EXERCISE INSTRUCTIONS
Format every line of the records below as a Markdown table with the columns "No." and "Text", numbering each row and skipping blank lines. Leave the pictures out of the table.

TASK MATERIAL
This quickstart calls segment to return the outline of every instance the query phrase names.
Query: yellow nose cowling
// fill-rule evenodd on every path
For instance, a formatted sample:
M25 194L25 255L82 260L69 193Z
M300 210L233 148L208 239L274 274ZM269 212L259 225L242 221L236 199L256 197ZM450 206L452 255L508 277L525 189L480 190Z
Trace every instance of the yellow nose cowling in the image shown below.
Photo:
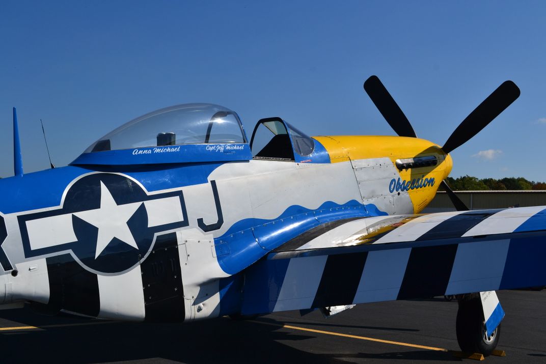
M449 175L453 160L437 144L416 138L375 135L315 136L330 155L331 163L388 158L398 176L385 179L393 194L407 193L414 213L420 212L434 198L442 181ZM435 165L401 170L396 161L434 156ZM393 183L394 180L394 183ZM371 197L371 196L370 196ZM365 200L365 196L363 196Z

THE REPLY
| No. | Text |
|---|---|
| 1 | This quickstart calls segment to return the outline of every instance the query phrase names. |
| 2 | Query: yellow nose cowling |
| 3 | // fill-rule evenodd on every path |
| 4 | For instance, a formatted sample: |
| 5 | M25 194L25 255L82 260L69 193Z |
| 6 | M300 210L233 148L208 239L274 274ZM269 212L259 225L242 221L236 199L256 197ZM450 206L452 255L508 277L525 189L480 190Z |
| 7 | Trace every instance of the yellow nose cowling in the image shown below. |
| 8 | Photo: |
| 9 | M449 175L453 160L437 144L416 138L375 135L315 136L330 155L331 163L388 158L398 176L385 179L393 194L407 193L414 213L420 212L434 198L442 181ZM435 165L401 170L396 161L434 156ZM393 183L394 180L394 183ZM371 197L371 196L370 196ZM365 200L365 196L363 196Z |